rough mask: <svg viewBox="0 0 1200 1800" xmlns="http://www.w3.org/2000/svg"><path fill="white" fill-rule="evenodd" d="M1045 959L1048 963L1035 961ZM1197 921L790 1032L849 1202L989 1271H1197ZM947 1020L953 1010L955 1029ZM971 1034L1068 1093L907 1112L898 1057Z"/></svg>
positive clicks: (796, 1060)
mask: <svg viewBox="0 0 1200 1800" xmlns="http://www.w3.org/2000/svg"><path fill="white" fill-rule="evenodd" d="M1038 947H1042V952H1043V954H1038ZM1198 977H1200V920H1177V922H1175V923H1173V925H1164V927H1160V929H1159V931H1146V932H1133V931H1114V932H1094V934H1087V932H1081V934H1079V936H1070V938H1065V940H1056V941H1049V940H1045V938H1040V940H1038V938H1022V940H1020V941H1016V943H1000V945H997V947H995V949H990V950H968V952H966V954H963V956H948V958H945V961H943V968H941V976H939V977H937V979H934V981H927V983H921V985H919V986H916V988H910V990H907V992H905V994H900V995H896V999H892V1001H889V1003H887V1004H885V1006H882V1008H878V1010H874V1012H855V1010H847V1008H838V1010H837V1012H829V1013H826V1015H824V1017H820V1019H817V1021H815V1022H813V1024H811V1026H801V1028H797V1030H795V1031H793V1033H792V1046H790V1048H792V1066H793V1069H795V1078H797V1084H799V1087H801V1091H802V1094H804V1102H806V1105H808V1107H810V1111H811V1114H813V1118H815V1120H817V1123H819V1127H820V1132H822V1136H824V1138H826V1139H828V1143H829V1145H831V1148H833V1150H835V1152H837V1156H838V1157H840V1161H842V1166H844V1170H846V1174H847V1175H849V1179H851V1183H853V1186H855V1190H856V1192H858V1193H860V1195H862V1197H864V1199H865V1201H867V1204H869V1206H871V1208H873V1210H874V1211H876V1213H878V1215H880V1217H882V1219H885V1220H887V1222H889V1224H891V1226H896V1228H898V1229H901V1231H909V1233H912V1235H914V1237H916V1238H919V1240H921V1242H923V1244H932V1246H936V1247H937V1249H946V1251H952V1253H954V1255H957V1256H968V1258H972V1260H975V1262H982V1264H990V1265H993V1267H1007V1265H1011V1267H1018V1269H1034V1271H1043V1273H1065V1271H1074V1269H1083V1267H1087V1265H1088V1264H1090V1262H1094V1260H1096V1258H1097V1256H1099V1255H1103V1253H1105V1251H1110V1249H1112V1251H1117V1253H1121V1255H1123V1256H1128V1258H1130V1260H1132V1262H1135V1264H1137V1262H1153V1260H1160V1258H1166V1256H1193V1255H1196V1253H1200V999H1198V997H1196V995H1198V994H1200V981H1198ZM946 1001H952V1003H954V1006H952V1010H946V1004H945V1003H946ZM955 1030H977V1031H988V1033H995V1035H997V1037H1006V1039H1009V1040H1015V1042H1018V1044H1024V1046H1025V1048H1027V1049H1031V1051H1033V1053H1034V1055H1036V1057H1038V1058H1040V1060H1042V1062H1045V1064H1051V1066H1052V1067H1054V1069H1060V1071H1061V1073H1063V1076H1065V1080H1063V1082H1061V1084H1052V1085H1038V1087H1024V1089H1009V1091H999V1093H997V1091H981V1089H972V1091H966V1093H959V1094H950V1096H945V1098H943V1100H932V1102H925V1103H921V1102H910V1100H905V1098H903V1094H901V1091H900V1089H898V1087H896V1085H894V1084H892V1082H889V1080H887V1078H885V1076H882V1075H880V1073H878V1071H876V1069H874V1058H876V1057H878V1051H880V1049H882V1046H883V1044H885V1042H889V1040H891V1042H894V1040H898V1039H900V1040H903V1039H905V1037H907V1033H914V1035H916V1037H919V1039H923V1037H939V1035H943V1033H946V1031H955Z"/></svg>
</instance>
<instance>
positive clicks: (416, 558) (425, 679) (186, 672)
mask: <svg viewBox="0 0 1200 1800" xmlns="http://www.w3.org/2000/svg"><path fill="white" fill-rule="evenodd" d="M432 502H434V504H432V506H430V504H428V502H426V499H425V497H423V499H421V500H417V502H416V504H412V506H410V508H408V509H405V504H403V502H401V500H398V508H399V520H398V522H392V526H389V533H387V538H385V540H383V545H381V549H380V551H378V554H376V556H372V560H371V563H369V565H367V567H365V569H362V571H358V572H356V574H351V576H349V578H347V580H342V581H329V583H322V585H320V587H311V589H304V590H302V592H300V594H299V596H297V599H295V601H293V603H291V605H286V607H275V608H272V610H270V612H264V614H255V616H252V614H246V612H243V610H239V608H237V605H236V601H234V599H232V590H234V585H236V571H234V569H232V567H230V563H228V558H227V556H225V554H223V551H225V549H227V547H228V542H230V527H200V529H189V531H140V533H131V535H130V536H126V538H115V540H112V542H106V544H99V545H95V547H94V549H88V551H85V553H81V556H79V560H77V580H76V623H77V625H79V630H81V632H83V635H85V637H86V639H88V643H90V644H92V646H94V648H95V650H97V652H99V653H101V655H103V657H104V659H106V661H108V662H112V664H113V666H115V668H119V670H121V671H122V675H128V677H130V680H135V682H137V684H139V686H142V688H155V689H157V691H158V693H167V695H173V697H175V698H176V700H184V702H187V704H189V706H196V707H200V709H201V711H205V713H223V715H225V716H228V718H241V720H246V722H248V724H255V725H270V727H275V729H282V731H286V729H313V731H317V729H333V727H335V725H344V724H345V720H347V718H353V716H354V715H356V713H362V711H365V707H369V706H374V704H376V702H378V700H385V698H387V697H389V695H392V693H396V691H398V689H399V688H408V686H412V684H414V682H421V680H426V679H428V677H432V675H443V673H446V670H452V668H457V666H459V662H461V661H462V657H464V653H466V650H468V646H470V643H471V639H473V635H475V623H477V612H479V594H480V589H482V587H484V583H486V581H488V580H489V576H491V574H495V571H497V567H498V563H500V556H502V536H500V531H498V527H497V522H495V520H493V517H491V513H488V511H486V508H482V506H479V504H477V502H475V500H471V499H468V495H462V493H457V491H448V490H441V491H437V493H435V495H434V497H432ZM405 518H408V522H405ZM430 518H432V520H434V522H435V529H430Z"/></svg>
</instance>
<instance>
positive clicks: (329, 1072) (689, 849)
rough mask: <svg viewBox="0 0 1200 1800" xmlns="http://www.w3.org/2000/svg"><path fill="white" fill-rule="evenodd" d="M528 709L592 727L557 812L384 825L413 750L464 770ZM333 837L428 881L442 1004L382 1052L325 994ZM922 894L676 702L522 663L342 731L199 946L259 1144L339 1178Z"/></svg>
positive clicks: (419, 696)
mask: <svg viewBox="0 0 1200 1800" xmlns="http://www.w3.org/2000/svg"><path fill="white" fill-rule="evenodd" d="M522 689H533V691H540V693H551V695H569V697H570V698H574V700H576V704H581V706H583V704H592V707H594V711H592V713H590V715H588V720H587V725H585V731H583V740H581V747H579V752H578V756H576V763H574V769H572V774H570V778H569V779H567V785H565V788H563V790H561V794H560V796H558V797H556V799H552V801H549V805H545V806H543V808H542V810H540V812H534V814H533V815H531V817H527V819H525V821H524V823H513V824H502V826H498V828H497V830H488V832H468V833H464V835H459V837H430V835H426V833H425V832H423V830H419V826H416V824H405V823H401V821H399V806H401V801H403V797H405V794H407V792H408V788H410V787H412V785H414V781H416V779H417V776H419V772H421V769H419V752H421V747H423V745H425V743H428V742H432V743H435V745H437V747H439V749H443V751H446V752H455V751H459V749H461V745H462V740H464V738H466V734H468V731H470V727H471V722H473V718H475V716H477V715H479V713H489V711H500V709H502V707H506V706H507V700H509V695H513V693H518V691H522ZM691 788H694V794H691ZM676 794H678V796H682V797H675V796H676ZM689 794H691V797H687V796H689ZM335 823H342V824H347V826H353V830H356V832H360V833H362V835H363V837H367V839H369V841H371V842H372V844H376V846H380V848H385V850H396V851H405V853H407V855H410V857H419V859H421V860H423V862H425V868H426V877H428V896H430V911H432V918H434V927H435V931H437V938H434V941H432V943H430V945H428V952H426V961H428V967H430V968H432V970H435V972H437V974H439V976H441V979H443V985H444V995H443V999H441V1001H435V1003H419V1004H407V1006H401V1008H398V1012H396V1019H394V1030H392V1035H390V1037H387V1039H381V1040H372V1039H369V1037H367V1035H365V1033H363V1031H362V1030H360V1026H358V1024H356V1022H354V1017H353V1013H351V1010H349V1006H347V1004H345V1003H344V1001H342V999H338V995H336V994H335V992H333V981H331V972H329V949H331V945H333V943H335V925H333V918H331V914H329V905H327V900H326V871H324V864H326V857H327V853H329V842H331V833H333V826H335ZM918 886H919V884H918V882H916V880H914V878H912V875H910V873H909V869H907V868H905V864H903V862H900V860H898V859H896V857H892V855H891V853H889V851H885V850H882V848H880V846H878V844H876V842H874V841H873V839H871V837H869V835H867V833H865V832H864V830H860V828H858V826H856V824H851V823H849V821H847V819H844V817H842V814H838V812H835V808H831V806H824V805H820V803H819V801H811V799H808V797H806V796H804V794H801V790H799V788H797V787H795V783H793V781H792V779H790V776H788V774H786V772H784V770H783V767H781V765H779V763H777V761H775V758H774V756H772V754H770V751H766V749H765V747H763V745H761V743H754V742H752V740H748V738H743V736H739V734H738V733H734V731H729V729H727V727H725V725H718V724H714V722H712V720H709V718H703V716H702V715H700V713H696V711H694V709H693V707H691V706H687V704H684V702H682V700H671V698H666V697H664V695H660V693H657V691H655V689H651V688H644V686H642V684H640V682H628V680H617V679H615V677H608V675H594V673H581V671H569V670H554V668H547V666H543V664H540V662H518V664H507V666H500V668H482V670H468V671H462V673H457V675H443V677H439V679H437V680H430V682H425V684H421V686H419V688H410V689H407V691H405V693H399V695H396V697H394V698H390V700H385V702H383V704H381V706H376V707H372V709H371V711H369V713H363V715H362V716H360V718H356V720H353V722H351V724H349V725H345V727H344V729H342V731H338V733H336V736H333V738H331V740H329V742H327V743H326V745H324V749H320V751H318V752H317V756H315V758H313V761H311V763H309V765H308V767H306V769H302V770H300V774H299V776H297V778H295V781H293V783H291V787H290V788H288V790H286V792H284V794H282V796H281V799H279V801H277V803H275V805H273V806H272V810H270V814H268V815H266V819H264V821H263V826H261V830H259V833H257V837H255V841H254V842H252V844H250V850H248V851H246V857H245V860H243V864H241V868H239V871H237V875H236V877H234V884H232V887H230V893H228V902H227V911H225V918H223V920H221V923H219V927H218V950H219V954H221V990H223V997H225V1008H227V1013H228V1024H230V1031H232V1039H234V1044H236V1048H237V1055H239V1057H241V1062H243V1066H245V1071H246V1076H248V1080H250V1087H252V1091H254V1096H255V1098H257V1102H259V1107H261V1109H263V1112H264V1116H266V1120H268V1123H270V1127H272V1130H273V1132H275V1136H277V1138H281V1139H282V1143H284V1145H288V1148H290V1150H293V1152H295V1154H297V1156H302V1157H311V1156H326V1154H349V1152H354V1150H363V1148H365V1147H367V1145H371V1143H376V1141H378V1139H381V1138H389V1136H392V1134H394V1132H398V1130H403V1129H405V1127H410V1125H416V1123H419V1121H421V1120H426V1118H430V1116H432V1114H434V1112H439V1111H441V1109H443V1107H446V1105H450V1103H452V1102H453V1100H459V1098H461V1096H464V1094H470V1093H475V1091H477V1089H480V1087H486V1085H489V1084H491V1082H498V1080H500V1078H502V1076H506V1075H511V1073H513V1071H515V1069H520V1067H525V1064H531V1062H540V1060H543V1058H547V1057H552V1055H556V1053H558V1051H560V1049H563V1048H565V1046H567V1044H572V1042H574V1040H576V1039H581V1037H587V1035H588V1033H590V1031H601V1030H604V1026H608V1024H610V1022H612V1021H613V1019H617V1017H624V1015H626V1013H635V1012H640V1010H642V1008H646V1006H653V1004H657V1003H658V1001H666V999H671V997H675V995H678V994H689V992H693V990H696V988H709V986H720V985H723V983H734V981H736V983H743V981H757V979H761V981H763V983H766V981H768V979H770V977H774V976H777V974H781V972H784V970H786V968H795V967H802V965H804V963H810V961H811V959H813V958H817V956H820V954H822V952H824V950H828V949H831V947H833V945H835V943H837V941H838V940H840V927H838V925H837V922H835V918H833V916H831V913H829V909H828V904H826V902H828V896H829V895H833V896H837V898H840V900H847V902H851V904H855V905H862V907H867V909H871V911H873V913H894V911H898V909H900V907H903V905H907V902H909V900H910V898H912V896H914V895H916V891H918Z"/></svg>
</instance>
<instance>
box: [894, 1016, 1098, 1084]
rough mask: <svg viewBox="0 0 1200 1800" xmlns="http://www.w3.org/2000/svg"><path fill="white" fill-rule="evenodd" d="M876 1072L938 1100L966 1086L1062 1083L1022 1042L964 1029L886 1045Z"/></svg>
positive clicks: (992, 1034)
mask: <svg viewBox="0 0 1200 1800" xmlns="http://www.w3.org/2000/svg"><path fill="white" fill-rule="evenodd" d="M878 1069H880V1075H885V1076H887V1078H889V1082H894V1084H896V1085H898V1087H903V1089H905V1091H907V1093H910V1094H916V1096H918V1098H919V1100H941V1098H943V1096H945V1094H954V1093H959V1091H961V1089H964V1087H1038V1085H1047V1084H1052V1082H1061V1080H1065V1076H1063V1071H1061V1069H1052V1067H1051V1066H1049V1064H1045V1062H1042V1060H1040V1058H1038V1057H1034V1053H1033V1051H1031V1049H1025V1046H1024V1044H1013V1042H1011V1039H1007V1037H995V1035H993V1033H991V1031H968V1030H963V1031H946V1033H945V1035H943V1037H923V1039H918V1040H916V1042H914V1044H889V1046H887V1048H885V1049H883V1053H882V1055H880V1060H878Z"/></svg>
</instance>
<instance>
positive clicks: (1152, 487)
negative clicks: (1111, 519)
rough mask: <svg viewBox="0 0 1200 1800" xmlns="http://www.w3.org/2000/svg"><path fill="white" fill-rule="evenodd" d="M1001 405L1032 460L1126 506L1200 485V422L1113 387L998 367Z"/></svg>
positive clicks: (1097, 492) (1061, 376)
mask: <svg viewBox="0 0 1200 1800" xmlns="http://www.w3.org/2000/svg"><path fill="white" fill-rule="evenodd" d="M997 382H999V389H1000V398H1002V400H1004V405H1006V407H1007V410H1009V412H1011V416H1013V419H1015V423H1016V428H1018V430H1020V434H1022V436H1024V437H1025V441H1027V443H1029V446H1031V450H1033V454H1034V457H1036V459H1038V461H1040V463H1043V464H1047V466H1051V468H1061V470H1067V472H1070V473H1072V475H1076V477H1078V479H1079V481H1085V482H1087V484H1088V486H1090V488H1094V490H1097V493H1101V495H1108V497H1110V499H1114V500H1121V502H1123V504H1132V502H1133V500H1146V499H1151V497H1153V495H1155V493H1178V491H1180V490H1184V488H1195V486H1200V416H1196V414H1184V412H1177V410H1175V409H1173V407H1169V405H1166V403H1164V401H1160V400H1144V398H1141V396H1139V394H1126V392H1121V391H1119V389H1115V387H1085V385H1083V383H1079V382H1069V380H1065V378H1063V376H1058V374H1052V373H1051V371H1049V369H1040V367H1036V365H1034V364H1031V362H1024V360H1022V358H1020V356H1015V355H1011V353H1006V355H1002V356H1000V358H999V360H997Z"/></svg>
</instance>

====================

▸ **WHAT YOU HAVE TO DO**
Please turn the items above into a numbered list, starting at the first line and ending at the line that contains "positive clicks: (796, 1060)", with both of those lines included and any blank lines left out.

▸ **EXERCISE RESULT**
1. rough mask: <svg viewBox="0 0 1200 1800" xmlns="http://www.w3.org/2000/svg"><path fill="white" fill-rule="evenodd" d="M1045 959L1048 963L1035 961ZM1197 921L790 1032L849 1202L989 1271H1197ZM947 1020L953 1010L955 1029ZM971 1034L1068 1093L907 1112L898 1057Z"/></svg>
2. positive clicks: (796, 1060)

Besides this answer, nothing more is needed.